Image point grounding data
'''
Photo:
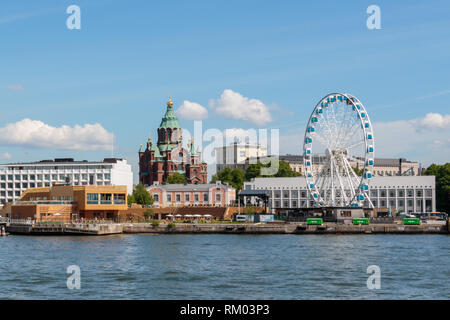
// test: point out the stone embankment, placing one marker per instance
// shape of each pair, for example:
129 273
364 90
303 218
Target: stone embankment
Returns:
328 228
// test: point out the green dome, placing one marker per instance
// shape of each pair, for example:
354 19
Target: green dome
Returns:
169 120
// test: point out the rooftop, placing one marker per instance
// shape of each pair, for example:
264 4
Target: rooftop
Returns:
63 161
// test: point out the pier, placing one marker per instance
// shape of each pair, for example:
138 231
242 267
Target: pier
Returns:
29 227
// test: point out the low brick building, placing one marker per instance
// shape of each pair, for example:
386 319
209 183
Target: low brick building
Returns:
211 194
65 203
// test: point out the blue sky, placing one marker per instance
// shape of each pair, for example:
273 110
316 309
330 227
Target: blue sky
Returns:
120 68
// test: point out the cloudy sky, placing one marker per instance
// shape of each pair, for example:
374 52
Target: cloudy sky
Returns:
238 65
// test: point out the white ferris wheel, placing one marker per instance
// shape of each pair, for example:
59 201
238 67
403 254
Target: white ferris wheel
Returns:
339 136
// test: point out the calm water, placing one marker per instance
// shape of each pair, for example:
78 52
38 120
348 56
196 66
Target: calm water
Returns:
226 266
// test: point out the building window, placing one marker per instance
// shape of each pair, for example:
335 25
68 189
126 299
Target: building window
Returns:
92 198
119 198
105 198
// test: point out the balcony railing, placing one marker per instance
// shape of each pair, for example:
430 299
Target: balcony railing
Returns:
44 202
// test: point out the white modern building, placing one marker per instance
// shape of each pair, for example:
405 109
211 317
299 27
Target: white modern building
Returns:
15 178
399 193
236 155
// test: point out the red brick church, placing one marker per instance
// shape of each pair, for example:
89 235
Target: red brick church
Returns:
158 162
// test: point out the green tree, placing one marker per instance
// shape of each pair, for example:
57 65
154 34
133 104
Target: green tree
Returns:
235 177
442 174
249 210
176 178
141 195
284 170
148 213
358 171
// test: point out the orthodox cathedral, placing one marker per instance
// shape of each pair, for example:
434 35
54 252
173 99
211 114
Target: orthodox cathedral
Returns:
158 162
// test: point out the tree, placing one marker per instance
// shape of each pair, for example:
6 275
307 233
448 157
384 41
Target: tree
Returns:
141 195
235 177
176 178
284 170
148 213
358 171
442 174
249 210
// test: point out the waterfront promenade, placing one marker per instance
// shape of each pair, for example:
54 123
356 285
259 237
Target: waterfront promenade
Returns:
101 228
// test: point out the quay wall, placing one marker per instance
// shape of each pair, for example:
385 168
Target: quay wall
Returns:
286 229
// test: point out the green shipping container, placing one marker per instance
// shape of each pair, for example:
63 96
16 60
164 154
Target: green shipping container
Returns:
361 221
411 221
314 221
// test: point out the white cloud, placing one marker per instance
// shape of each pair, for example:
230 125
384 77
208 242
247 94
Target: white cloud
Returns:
5 156
425 140
235 106
240 135
435 120
15 87
192 111
35 133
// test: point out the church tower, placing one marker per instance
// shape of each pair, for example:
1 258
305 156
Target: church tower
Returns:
159 161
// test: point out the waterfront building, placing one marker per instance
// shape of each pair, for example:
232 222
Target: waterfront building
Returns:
168 156
382 166
212 194
412 194
66 203
237 155
15 178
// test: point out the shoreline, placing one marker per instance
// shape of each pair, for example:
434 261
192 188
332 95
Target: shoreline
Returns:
225 228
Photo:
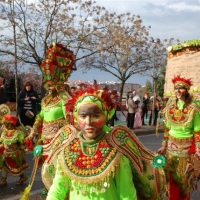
'''
*Directions for this task*. For the word "ferris", return every line of the records that holds it.

*Solution to this task*.
// test: point out the white ferris wheel, placing one marker per instance
Target: white ferris wheel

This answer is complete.